Items listed in a dataset:
==========

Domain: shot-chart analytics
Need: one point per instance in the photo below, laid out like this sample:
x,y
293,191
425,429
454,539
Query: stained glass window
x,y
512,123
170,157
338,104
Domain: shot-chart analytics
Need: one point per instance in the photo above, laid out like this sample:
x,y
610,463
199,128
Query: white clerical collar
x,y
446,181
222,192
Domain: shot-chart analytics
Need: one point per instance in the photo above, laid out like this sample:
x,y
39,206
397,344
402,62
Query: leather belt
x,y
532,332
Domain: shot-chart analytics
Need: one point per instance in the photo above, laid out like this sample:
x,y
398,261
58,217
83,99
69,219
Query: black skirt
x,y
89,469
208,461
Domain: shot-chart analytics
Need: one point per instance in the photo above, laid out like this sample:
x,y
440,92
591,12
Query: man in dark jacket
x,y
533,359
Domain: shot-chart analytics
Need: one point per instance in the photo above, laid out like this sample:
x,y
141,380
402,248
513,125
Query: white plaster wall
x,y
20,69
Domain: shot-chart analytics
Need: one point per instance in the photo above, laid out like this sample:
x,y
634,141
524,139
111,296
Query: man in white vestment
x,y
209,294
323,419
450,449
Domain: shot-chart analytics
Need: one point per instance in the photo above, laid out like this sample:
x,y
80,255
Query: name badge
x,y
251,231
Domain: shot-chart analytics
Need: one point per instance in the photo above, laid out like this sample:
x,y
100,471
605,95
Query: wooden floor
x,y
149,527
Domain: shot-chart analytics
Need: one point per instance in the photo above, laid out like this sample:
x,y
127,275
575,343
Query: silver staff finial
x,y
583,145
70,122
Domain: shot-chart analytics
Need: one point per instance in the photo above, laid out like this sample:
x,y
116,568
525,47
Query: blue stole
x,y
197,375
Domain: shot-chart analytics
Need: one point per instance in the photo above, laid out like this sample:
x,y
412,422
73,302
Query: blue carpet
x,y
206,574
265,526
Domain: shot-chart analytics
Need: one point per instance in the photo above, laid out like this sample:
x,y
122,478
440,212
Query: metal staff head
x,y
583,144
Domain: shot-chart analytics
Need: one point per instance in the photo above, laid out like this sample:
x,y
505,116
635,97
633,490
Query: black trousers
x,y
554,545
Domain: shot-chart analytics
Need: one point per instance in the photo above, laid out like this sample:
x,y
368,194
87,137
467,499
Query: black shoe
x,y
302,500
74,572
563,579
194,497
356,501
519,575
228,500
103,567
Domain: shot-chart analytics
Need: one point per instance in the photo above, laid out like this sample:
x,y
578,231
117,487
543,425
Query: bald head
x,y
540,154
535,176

==========

→ **TASK DIRECTIONS**
Nothing should be altered. Set down all the data again.

→ **YOUR SOLUTION**
Domain: shot-chart analytics
Need: one point per instance in the photo below, laid out like this sample:
x,y
293,191
425,429
454,539
Query: stained glass window
x,y
512,123
170,157
338,104
Domain: shot-chart analytics
Need: one point per instance in the photo above, laid out like this sample:
x,y
610,463
199,128
Query: white clerical collar
x,y
446,181
222,192
Domain: shot-chart analytics
Need: one point per instance in the photo above, laid out like this sample:
x,y
39,206
397,344
402,62
Query: leather belt
x,y
532,332
Domain: shot-chart analytics
Need: one point per instance in the photo above, laid out like this sample:
x,y
398,261
58,217
83,99
69,219
Query: black skirt
x,y
89,469
208,461
Domain: shot-chart analytics
Need: one point per instance in the photo above, laid out like this sample:
x,y
440,92
591,12
Query: man in dark jacket
x,y
533,359
Domain: shot-chart analytics
Need: one point per instance in the photo above, laid out like this sample:
x,y
141,380
402,248
513,125
Query: white plaster wall
x,y
20,69
Domain: shot-chart analytics
Need: one point per instance in the photo above, laid out like this sample:
x,y
634,141
524,139
111,296
Query: man in white vestment
x,y
209,294
323,419
450,449
Domain: shot-chart analytics
Need: one point per instance in the photo above, laid out like this sample:
x,y
80,255
Query: name badge
x,y
251,231
Domain: shot-chart analytics
Need: one point per instance in the photo above, laid out like this sample:
x,y
100,471
605,95
Query: wooden floor
x,y
149,527
Domain: shot-chart analytics
Need: one point per instance in the photo above, laid out like this sample:
x,y
127,275
575,343
Query: silver staff finial
x,y
583,145
70,122
Domain: shot-chart analytics
Need: one point per instance in the photo above, laid out like this sample:
x,y
116,568
525,47
Query: blue stole
x,y
197,375
Domain: shot-chart analytics
Need: one point per instance in the photo above, laid out like this sample:
x,y
412,422
73,302
Query: blue carpet
x,y
206,574
265,526
Domain: shot-chart analytics
Need: one point per instance in the photo above, laid out like this sample:
x,y
122,478
440,212
Query: metal staff head
x,y
583,144
Domain: shot-chart analytics
Need: one point per instance in the photo above, laid out like this sample:
x,y
505,116
635,97
633,490
Query: black trousers
x,y
554,545
Domain: shot-chart analytics
Need: one point per instance in the photo above, laid out like this sample:
x,y
368,194
87,137
467,499
Query: black shoe
x,y
302,500
74,572
563,579
194,497
356,501
519,575
228,500
103,567
Domain: shot-chart analytics
Need: one point per instance in the photo above, laid out like this sample:
x,y
578,231
117,487
543,425
Query: bald head
x,y
540,154
535,176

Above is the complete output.